■ **Exercise details**
How would you render this sentence from the passage on the stages of HIV infection in Spanish: "The symptoms of acute infection look similar to those of the flu."?

■ **Exercise passage**

HIV infection comes in three stages.
The Symptoms of HIV/AIDS – the First Stage
The first stage is called acute infection or seroconversion, and it typically happens within two to six weeks after exposure or becoming infected. This is when the body fights against HIV. The symptoms of acute infection look similar to those of the flu. The symptoms may last a week or two and then completely go away as the virus goes into a non-symptomatic stage.
The initial symptoms of acute HIV infection may include:
- Nausea and vomiting
- Aching muscles
- Sore throat
- Red rash that doesn’t itch, usually on the torso.
Call your doctor about HIV infection if you think you have come in contact with HIV. You may be tested for HIV using highly sensitive tests that detect both HIV antigen and HIV antibodies. You may also be given anti-HIV drugs to take for a prescribed period of time. There may be unpleasant side effects to these drugs, but they may stop HIV from infecting you.
Most people don’t know they’ve been infected with HIV, but weeks later they may experience the symptoms of seroconversion. These symptoms mean the body is trying to fight HIV.
The Period Without Symptoms of HIV – the Second Stage
The asymptomatic (or latent ) period, a long period without symptoms, is the second stage because the body loses the battle with HIV. This is when people may not know they are infected and can pass HIV on to others. This period can last 10 or more years. During this period without symptoms, HIV is slowly destroying the immune system.

■ **Information provided**

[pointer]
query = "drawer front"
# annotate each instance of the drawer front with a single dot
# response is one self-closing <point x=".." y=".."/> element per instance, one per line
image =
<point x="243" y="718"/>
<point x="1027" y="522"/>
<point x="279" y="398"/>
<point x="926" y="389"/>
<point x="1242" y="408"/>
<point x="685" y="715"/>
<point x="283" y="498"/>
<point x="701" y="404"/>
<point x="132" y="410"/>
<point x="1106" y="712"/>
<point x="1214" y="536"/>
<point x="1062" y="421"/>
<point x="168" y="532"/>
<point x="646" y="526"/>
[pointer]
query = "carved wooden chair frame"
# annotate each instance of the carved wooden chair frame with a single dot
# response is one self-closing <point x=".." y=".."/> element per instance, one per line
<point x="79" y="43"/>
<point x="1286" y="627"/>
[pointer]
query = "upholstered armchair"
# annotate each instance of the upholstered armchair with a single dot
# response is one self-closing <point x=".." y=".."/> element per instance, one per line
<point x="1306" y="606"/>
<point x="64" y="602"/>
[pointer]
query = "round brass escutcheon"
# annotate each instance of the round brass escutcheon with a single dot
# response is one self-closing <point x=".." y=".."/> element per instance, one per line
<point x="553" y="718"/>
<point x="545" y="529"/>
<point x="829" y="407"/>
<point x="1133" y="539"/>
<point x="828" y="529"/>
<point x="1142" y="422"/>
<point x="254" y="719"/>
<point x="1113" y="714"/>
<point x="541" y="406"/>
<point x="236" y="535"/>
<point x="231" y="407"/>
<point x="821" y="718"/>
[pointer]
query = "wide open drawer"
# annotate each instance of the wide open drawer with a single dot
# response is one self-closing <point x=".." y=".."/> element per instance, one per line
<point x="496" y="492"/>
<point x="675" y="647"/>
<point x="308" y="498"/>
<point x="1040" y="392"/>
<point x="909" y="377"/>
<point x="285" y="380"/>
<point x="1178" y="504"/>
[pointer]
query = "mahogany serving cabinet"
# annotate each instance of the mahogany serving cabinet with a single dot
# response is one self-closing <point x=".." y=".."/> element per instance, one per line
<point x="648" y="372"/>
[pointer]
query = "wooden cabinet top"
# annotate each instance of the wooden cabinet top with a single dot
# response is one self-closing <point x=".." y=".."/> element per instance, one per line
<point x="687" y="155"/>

■ **Exercise answer**
Los síntomas de la infección aguda se parecen a los de la gripe.